─── DATA TO USE ───
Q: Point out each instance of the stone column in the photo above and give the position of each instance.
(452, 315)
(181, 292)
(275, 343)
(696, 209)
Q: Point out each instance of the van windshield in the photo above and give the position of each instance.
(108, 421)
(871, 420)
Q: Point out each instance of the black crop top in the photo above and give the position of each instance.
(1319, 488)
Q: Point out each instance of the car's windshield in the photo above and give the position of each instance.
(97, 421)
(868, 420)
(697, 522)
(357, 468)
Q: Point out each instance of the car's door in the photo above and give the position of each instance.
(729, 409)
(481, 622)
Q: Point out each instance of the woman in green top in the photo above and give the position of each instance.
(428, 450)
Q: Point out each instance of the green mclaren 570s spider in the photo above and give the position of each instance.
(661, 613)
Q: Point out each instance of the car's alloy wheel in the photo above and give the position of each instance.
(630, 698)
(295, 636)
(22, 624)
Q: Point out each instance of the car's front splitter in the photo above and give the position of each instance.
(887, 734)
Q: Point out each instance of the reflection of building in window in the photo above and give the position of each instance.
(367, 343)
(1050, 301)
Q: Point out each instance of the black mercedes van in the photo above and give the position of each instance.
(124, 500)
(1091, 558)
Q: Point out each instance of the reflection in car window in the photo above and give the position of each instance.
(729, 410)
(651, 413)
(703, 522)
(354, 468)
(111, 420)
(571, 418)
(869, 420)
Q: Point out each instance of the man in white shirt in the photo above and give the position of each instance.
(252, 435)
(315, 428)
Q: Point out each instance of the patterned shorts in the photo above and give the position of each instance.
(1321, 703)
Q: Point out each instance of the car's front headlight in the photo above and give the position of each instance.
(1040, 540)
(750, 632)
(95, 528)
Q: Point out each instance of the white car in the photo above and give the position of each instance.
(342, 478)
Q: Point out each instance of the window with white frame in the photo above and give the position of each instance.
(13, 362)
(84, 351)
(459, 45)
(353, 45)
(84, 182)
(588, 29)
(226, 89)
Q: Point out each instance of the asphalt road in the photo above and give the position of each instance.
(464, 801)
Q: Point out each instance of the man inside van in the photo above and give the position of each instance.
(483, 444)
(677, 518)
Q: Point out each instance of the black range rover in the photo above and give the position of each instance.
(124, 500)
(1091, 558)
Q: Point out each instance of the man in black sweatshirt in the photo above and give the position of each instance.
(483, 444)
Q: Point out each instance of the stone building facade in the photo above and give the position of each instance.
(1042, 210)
───
YOUR GOAL = Beginning with the line that holds "Q: Point out each instance of the man in black", copy the entries exactly to their last line, and leave out every earlier line.

ANSWER SPACE =
Q: Point out each instance of the man in black sweatshirt in the photo above and give the position of each instance.
(483, 444)
Q: Point out each instance of the stone building facade in the photo above and give the position of each instance.
(1042, 210)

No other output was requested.